• _抜粋_
——————————
組み込みシステムはさまざまな産業で開発が進んでおり、広範囲な分野で需要が高まっています。
ETECの資格を取得することで、組み込みエンジニアとしてのスキルアップに役立つといえるでしょう。

ETECの資格を取得するメリット・デメリット

ETECの資格取得は組み込みエンジニアに必要な知識が身につく、IT関係の仕事の幅が広がり昇給や転職に活かせるなどのメリットがあります。
ただし、資格を取得する前にデメリットを把握しておくことも重要です。
本項ではETECの資格を取得するメリット・デメリットについて紹介します。

ETECの資格を取得する4つのメリット

まずはETECの資格を取得するメリットは以下の4つが挙げられます。
  • 組み込み系ソフトウェアの知識が身につく
  • IT関係の仕事に活かせる
  • 年収アップにつながる
  • 就職・転職が有利になる
ETECの資格を取得するメリットについて詳しくみていきましょう。

組み込み系ソフトウェアの知識が身につく

ETECの資格を取得することで組み込み系ソフトウェアの知識を身につけられるメリットがあります。
ETECを受験するには組み込みシステムの基礎から応用までの知識を習得する必要があります。
ETECの勉強を通して組み込みシステムのプラットフォーム、ソフトウェア開発、管理・マネジメント、通信分野など幅広い知識を身につけられるでしょう。

IT関係の仕事に活かせる

ETECの資格を取得すればIT業界での業務に広く活かせるメリットもあります。
ETECは組み込みシステム分野に特化した資格であり、組み込みシステムに関する専門的な知識を習得できます。
IT関係の仕事の幅を広げたい人にもおすすめできる資格といえるでしょう。

年収アップにつながる

ETECの資格取得により組み込みシステムエンジニアとしてのスキルの証明になり、年収アップを目指せるのもメリットです。
IoTを導入する企業は年々増加しており、組み込みエンジニアの需要が高まっています。
組み込みエンジニアとしてのスキルを有していることをアピールできれば、給与面での優遇を受けられる可能性もあるでしょう。

就職・転職が有利になる

ETECの資格は組み込みシステムに強いエンジニアであることを証明できるため、就職や転職に有利となります。
スマートフォンや家電、自動車などあらゆる電子機器にはソフトウェアが組み込まれており、これらの設計や管理には専門的な知識が必要です。
——————————
• _依頼内容_
A) ETECの資格に関する文章では、資格を取得するメリットとして何が挙げられていますか？すべて答えてください。
B) ETECの資格に関する文章の「ETECの資格を取得することで組み込み系」から始まり「を目指せるのもメリットです。」で終わる部分を、「IT業界」を「情報技術業界」に置き換えて書き換えてもらえますか？
C) ETECの資格に関する文章を、最後の文の後から続けて書いてもらえますか？
——————————
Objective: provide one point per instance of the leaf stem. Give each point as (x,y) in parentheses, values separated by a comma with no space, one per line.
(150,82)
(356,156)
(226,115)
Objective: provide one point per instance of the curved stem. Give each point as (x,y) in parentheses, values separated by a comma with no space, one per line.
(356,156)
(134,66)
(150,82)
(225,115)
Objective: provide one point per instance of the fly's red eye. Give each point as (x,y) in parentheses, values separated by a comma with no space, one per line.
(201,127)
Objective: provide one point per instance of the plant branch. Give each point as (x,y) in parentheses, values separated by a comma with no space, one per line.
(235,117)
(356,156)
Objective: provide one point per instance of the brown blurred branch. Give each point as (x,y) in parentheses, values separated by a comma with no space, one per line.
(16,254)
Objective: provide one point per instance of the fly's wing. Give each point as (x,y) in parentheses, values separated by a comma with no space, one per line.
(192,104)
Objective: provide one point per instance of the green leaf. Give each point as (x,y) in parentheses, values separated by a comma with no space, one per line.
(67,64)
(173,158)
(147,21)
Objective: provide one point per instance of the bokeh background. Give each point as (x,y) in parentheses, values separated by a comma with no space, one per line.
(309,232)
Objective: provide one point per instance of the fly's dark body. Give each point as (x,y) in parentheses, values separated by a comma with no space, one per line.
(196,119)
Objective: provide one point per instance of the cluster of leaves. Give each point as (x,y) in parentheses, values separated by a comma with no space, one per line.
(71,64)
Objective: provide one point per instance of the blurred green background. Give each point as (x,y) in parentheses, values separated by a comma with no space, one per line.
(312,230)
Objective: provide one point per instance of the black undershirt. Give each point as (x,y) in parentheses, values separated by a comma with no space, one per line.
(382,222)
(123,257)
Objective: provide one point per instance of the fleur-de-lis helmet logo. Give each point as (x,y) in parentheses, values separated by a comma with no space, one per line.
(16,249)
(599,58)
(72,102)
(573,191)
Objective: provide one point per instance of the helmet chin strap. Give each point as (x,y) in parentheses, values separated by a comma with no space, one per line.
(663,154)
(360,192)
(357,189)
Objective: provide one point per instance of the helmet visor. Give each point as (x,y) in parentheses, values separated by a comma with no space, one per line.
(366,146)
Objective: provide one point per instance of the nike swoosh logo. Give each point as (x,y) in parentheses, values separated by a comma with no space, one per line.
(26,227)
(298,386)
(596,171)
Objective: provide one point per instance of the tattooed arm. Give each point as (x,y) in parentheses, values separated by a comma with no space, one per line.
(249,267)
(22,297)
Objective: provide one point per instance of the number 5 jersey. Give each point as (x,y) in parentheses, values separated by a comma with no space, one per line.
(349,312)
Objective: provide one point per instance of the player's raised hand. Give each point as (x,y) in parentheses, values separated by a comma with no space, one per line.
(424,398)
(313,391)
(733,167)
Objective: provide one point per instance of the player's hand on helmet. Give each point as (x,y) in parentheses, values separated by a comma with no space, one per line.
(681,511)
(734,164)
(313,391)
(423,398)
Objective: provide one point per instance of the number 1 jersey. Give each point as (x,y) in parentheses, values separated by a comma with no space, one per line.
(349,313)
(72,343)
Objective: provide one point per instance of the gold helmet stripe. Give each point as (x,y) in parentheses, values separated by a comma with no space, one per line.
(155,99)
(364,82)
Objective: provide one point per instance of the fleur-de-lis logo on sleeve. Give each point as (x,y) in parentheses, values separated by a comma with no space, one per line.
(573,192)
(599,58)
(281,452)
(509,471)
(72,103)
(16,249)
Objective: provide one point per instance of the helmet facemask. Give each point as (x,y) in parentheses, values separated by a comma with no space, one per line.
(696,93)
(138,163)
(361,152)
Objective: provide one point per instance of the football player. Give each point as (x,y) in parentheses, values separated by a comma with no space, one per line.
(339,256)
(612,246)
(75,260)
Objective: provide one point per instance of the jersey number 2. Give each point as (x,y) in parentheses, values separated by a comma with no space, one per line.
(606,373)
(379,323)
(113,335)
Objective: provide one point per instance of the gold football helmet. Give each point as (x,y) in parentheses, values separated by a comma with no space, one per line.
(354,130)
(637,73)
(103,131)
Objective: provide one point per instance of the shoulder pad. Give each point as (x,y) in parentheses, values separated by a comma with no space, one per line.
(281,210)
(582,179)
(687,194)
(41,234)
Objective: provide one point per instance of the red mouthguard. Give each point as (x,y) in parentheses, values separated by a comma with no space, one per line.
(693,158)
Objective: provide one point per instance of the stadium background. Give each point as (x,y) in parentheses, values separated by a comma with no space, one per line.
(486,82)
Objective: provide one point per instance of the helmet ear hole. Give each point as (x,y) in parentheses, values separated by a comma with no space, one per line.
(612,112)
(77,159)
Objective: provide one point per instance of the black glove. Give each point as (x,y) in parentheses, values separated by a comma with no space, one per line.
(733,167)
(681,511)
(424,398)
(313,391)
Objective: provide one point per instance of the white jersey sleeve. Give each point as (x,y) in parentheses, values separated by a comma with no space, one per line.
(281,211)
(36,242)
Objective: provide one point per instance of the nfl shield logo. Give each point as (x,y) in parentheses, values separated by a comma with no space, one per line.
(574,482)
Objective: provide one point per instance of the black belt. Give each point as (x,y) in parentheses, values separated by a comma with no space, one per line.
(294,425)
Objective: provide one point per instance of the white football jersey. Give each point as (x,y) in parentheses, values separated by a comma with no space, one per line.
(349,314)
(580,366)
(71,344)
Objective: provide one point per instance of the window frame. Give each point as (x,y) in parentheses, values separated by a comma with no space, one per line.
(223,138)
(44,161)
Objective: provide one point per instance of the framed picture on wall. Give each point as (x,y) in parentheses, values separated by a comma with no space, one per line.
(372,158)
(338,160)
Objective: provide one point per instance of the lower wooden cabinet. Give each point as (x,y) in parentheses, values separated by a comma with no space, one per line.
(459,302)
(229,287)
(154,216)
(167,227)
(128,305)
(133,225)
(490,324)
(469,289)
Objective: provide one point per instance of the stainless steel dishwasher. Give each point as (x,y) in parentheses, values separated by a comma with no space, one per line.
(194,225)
——————————
• _課題別の結果_
A)
・組み込み系ソフトウェアの知識が身につく
・IT関係の仕事に活かせる
・年収アップにつながる
・就職・転職が有利になる

B)
ETECの資格を取得することで組み込み系ソフトウェアの知識を身につけられるメリットがあります。
ETECを受験するには組み込みシステムの基礎から応用までの知識を習得する必要があります。
ETECの勉強を通して組み込みシステムのプラットフォーム、ソフトウェア開発、管理・マネジメント、通信分野など幅広い知識を身につけられるでしょう。

IT関係の仕事に活かせる

ETECの資格を取得すれば情報技術業界での業務に広く活かせるメリットもあります。
ETECは組み込みシステム分野に特化した資格であり、組み込みシステムに関する専門的な知識を習得できます。
IT関係の仕事の幅を広げたい人にもおすすめできる資格といえるでしょう。

年収アップにつながる

ETECの資格取得により組み込みシステムエンジニアとしてのスキルの証明になり、年収アップを目指せるのもメリットです。

C)
ETECの資格を取得することで組み込みソフトウェアに関する知識を企業側に示し、組み込みエンジニアとして経験を積むことでキャリアアップにつなげることができるでしょう。

ETECの資格を取得するデメリット

受験費用や勉強時間が必要になる

ETECで高得点を取得するためにはまとまった勉強時間が必要です。
勉強時間を確保するには、就業後や休日のすきま時間を活用することが大切です。
ETECは組み込みエンジニアとしての知識レベルをアピールできる資格ですが、仕事をしながら取得するには勉強時間を作る工夫が必要になるでしょう。
また、受験料も最低15,000円(税別)が必要となるため、試験を申し込む前に、合格できるだけの勉強時間が取れるのかなどを確認しておきましょう。

ETECの試験について

ここからはETECの試験概要について紹介します。
試験日程や出題内容、試験時間などを詳しく解説するので、これからETECを受験する人はチェックしておきましょう。

ETECの試験概要

ETECの試験概要は以下の通りです。
試験名 ETEC(組み込み技術者試験制度)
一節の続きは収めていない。